> [ASSIGNMENT]: Among the records that follow, set down only the lines from the one containing "tufted gray headboard" to the one containing "of the baseboard", both included, exactly.

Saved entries
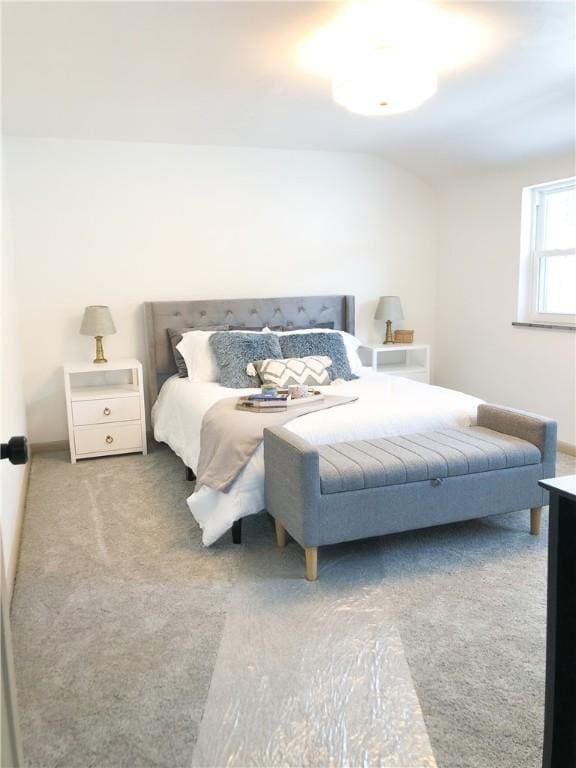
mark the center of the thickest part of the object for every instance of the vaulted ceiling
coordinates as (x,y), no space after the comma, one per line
(227,73)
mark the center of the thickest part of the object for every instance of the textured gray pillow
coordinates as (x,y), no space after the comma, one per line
(233,352)
(175,336)
(320,344)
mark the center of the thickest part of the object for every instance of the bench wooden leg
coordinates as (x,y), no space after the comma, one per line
(311,563)
(237,531)
(535,518)
(280,534)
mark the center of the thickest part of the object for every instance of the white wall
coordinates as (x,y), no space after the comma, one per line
(121,223)
(12,413)
(477,349)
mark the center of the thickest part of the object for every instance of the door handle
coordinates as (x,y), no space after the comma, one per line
(15,450)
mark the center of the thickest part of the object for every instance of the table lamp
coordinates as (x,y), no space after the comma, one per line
(389,309)
(97,322)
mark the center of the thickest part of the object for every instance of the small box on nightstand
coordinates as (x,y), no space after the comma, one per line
(105,407)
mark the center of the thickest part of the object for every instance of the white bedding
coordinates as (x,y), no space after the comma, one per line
(386,405)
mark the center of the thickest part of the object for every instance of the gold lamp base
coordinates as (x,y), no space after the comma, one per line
(389,338)
(99,351)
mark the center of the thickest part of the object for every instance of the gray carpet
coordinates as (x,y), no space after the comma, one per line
(118,612)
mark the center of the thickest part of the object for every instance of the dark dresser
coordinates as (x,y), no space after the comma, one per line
(560,702)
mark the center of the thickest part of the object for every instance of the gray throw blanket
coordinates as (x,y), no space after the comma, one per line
(229,437)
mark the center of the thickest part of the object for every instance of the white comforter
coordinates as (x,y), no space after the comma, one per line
(386,405)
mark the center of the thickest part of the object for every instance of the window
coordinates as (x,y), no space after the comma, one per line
(548,266)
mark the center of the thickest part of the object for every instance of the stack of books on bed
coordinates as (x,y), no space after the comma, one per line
(260,402)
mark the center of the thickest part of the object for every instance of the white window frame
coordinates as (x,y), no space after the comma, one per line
(533,258)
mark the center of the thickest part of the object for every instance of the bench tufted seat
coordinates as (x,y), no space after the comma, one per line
(353,466)
(325,494)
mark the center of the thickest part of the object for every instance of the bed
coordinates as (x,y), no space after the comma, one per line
(386,405)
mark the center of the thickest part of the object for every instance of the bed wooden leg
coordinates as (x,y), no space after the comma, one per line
(311,563)
(535,518)
(237,531)
(280,533)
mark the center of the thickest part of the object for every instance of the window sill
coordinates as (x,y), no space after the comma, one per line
(552,326)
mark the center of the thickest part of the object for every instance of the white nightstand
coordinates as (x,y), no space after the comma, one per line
(105,405)
(409,360)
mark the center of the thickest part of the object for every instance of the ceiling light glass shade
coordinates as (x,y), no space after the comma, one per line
(385,81)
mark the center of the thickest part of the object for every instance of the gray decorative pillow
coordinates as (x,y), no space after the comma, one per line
(234,351)
(319,344)
(295,370)
(175,336)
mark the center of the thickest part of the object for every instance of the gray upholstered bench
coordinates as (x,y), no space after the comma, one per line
(327,494)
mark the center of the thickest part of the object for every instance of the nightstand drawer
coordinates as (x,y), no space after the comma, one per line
(102,411)
(108,437)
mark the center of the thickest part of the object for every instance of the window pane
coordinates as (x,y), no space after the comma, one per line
(559,285)
(559,220)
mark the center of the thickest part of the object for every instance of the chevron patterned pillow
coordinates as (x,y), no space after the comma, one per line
(293,370)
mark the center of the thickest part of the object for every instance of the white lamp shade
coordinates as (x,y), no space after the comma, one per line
(389,308)
(97,321)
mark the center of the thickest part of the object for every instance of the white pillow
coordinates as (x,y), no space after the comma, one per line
(197,353)
(198,356)
(350,342)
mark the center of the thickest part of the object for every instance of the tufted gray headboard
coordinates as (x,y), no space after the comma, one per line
(298,311)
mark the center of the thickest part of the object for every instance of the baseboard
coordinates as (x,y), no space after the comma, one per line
(56,445)
(14,554)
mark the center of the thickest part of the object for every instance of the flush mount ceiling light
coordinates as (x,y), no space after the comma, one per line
(383,56)
(384,82)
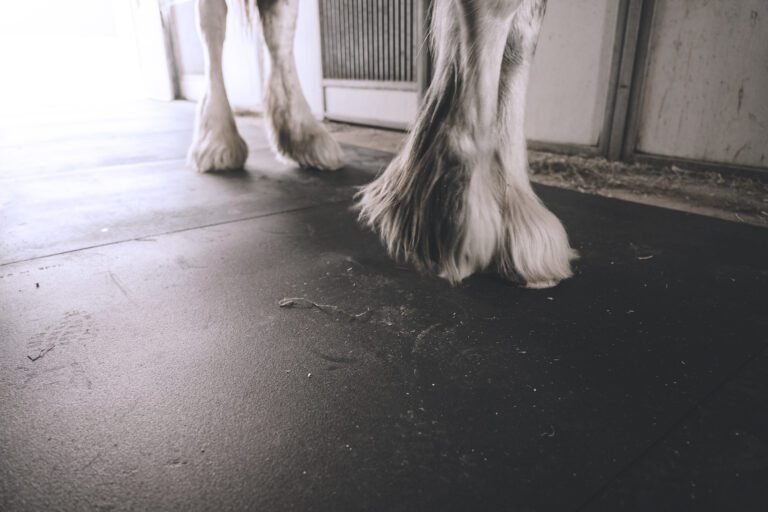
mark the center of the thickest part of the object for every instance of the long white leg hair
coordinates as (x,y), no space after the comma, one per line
(457,198)
(216,144)
(293,131)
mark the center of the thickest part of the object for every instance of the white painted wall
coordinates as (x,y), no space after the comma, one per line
(706,94)
(570,75)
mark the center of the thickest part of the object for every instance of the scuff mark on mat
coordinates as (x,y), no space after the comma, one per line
(302,303)
(41,353)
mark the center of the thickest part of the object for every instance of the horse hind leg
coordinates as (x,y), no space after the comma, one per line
(293,131)
(216,146)
(534,246)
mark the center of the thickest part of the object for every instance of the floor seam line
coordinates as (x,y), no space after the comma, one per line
(175,231)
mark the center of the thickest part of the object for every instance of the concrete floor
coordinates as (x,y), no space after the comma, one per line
(146,362)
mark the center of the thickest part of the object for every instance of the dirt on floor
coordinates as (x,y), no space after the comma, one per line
(721,195)
(729,197)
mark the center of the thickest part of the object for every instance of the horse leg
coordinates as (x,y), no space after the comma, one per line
(216,146)
(293,132)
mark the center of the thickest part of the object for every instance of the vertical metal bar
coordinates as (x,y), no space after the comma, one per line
(345,36)
(364,38)
(631,77)
(409,41)
(421,47)
(324,49)
(354,41)
(380,39)
(391,40)
(403,39)
(335,41)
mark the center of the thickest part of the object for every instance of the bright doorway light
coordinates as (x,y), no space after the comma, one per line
(69,52)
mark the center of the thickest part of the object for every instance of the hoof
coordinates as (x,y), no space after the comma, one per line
(310,146)
(218,152)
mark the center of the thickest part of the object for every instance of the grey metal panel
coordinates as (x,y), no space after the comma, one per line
(368,39)
(705,97)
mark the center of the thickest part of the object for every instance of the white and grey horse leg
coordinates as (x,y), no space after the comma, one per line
(216,145)
(293,131)
(534,245)
(437,205)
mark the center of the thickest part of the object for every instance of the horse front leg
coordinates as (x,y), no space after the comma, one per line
(216,144)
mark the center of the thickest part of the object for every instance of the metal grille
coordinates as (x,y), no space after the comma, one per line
(368,39)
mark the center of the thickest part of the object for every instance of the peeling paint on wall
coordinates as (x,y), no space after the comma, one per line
(706,92)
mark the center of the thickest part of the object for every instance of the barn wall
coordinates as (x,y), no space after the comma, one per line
(706,89)
(568,91)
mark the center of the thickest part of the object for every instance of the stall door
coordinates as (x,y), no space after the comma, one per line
(371,51)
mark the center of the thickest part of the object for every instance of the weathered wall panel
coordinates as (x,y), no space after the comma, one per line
(706,91)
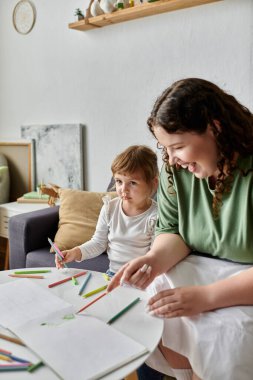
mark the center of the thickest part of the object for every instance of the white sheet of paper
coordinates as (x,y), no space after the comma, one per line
(81,348)
(23,300)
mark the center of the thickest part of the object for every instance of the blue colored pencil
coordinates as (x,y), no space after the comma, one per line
(84,283)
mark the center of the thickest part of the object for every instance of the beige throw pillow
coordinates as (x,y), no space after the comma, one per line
(78,215)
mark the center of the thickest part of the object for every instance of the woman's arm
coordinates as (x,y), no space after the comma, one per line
(167,250)
(192,300)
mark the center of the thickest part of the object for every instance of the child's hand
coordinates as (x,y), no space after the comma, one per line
(69,255)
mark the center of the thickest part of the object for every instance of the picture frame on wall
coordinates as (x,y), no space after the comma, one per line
(59,156)
(20,159)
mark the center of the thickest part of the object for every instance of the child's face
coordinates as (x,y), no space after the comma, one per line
(132,187)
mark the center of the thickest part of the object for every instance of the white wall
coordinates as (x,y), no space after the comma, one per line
(109,78)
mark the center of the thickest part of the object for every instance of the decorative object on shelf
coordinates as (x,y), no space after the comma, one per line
(79,14)
(4,180)
(108,6)
(139,10)
(95,8)
(24,16)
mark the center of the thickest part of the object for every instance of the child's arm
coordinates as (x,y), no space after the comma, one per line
(99,241)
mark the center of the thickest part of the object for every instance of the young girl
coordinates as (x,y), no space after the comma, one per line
(125,227)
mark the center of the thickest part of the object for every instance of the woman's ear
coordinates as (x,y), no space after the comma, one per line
(217,125)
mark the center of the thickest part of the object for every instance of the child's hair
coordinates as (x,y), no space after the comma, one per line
(136,157)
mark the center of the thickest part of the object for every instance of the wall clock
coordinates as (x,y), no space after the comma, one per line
(24,15)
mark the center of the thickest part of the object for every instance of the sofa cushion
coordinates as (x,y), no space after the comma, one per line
(78,215)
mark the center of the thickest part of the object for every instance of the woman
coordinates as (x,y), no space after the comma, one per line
(205,204)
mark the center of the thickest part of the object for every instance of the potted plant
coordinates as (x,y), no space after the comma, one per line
(79,14)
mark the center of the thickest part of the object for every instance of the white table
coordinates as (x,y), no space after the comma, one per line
(136,323)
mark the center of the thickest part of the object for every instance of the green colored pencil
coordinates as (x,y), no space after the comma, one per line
(95,291)
(123,311)
(33,367)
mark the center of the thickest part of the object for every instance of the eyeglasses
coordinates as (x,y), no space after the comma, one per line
(159,146)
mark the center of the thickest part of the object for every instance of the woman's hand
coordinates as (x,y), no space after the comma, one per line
(139,273)
(179,302)
(69,255)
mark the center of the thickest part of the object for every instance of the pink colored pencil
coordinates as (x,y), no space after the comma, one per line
(25,276)
(58,250)
(66,279)
(90,303)
(2,351)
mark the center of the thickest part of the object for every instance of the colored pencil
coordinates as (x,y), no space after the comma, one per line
(93,301)
(84,283)
(2,351)
(25,276)
(123,311)
(106,277)
(14,367)
(66,279)
(57,251)
(10,339)
(74,280)
(18,359)
(35,366)
(32,271)
(95,291)
(5,357)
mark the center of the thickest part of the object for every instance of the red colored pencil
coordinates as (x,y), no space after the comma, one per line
(90,303)
(66,279)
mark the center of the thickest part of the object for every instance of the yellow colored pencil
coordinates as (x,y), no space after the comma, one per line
(95,291)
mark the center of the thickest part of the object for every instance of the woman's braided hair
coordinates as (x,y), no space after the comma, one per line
(190,105)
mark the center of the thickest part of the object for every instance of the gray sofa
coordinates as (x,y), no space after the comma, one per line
(29,246)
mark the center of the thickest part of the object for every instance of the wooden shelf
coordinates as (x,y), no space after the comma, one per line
(138,11)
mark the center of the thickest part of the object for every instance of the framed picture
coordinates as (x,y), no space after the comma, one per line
(59,156)
(20,158)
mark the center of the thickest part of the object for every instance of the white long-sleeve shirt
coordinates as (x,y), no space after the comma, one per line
(123,237)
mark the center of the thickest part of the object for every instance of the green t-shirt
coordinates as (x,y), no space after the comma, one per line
(188,212)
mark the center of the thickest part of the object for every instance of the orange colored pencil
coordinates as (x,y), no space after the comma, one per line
(66,279)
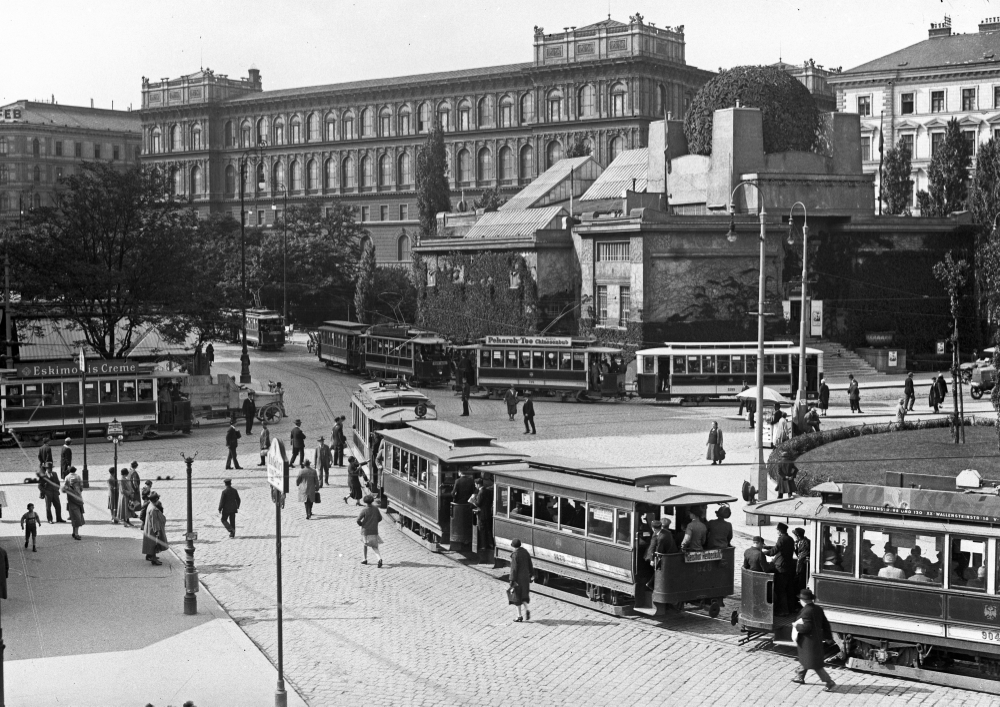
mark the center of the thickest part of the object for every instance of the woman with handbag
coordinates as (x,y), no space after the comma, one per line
(519,592)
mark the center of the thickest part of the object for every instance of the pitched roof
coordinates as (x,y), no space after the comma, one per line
(955,50)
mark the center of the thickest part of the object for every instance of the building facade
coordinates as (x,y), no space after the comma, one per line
(42,142)
(909,96)
(356,143)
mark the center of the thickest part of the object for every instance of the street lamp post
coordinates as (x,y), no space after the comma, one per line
(731,236)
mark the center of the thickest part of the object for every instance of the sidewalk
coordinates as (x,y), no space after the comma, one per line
(91,623)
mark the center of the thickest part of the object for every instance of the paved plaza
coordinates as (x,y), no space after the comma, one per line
(426,629)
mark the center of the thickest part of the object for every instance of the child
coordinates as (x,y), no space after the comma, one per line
(29,523)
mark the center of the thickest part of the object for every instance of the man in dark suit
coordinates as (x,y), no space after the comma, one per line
(232,440)
(298,445)
(229,504)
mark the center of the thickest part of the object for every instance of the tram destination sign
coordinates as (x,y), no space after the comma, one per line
(64,369)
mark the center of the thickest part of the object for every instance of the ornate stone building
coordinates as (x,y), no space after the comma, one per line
(355,142)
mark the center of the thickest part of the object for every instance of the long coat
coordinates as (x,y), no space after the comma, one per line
(307,481)
(520,574)
(815,628)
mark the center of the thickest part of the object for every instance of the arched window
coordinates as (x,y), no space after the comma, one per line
(505,165)
(403,248)
(349,178)
(330,178)
(527,162)
(464,167)
(484,165)
(553,153)
(618,100)
(384,171)
(405,173)
(196,186)
(586,101)
(367,178)
(527,108)
(312,175)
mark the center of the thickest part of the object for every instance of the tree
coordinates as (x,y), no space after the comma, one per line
(897,186)
(433,193)
(948,175)
(112,256)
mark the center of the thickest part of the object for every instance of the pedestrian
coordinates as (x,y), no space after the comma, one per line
(232,441)
(824,396)
(909,394)
(465,399)
(48,486)
(265,443)
(812,630)
(510,397)
(307,481)
(229,504)
(65,458)
(528,410)
(322,461)
(249,411)
(29,524)
(298,445)
(73,488)
(113,494)
(715,452)
(521,570)
(154,530)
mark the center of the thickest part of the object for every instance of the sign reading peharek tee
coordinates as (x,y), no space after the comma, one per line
(59,369)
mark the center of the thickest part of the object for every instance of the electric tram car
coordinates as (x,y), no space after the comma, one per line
(700,371)
(551,365)
(421,463)
(931,612)
(48,399)
(589,524)
(340,344)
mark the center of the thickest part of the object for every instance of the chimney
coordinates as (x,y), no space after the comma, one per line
(940,29)
(990,24)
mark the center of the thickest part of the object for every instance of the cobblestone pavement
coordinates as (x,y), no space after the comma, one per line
(426,630)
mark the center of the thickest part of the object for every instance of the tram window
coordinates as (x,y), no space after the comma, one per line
(967,564)
(520,504)
(126,391)
(838,549)
(52,392)
(600,522)
(623,527)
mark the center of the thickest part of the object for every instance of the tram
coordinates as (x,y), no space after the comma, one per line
(340,344)
(422,461)
(553,365)
(47,399)
(588,525)
(400,350)
(701,371)
(930,611)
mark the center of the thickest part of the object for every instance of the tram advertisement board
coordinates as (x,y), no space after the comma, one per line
(277,466)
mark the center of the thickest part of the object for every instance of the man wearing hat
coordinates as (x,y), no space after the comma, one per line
(813,629)
(298,445)
(229,504)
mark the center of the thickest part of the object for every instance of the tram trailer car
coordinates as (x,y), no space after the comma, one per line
(939,623)
(549,365)
(46,399)
(698,372)
(340,344)
(422,461)
(590,523)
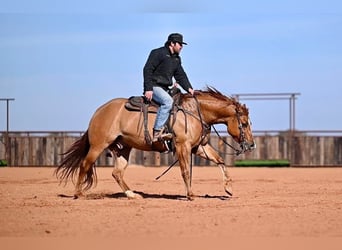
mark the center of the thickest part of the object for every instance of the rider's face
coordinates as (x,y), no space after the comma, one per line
(176,47)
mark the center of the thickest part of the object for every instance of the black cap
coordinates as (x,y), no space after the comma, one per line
(176,37)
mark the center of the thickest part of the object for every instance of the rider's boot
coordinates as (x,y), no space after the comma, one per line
(159,135)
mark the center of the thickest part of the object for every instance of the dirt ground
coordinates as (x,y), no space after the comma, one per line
(276,203)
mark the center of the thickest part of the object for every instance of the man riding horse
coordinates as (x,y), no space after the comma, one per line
(162,65)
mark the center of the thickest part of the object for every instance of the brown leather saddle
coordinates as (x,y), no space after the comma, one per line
(141,104)
(138,103)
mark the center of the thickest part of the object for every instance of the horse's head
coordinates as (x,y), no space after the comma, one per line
(239,126)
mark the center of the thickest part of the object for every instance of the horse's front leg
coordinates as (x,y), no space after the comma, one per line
(184,154)
(207,152)
(120,163)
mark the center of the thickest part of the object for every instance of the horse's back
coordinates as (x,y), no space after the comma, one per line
(107,116)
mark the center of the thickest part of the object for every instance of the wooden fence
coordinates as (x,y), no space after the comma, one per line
(301,149)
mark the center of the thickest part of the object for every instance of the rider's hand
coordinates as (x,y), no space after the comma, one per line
(148,95)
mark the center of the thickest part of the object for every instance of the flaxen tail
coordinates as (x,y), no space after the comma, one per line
(73,157)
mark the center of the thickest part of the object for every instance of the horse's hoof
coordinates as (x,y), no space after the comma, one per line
(78,195)
(131,195)
(229,191)
(190,197)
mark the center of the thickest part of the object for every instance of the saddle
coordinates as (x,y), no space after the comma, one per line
(138,103)
(141,104)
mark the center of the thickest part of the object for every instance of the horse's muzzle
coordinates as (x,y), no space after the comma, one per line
(246,146)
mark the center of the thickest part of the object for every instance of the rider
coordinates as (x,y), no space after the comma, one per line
(162,65)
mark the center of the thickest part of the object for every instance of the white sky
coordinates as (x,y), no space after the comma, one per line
(61,60)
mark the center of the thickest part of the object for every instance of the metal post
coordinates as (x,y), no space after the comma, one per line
(7,147)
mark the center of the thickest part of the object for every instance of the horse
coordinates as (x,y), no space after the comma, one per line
(116,129)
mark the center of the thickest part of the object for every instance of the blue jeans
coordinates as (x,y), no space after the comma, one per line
(165,100)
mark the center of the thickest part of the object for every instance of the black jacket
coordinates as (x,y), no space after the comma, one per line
(160,67)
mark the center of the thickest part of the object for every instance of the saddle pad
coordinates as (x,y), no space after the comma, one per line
(135,103)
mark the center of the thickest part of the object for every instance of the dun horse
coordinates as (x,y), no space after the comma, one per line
(117,129)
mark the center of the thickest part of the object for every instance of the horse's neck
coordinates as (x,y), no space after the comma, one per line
(214,111)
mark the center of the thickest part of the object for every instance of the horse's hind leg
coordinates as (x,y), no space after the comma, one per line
(207,152)
(86,172)
(120,164)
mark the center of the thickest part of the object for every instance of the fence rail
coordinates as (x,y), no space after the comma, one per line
(301,148)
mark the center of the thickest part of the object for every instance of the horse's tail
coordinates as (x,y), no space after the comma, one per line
(69,167)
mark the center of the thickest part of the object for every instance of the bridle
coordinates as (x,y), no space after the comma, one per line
(244,146)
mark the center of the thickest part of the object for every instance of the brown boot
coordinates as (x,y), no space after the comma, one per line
(159,135)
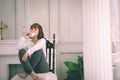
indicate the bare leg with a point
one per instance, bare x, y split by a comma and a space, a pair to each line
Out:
23, 75
34, 75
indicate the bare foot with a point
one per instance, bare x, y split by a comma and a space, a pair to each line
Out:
22, 75
34, 75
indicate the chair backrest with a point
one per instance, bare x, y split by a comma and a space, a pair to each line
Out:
50, 52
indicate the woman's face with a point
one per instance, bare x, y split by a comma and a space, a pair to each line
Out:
34, 30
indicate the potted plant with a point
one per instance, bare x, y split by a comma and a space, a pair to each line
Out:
75, 70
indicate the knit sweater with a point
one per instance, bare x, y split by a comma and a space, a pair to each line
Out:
28, 45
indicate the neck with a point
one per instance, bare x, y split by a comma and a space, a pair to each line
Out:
34, 40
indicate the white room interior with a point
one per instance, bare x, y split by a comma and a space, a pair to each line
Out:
82, 27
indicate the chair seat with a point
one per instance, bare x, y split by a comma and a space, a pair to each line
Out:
42, 76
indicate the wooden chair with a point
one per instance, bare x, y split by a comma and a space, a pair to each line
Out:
50, 54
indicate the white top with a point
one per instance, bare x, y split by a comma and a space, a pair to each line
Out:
28, 45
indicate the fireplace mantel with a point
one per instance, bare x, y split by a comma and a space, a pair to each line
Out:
8, 47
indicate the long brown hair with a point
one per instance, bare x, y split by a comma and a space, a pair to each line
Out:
41, 33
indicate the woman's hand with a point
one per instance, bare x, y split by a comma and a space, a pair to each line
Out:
25, 56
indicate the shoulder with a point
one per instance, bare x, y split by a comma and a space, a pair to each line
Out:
42, 40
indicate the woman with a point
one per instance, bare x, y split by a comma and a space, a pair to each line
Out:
32, 52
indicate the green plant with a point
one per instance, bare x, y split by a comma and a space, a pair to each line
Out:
75, 70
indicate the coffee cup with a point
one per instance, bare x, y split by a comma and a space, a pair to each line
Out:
31, 35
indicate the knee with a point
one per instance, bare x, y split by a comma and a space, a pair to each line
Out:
21, 52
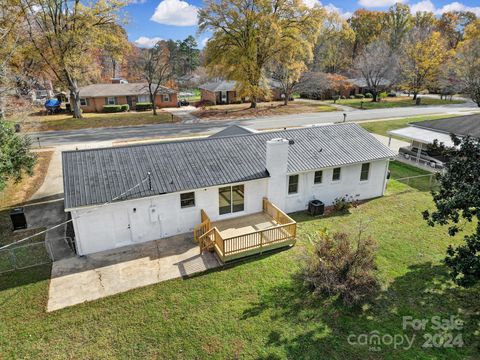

> [SOLUTION FOR THIS TASK]:
mark the center of the thickest part of the object for every instance of the tufted gray headboard
coordinates as (x,y), no space after the comma, one per line
(298,311)
mark the center of the thickest part of the object for every instance of the baseboard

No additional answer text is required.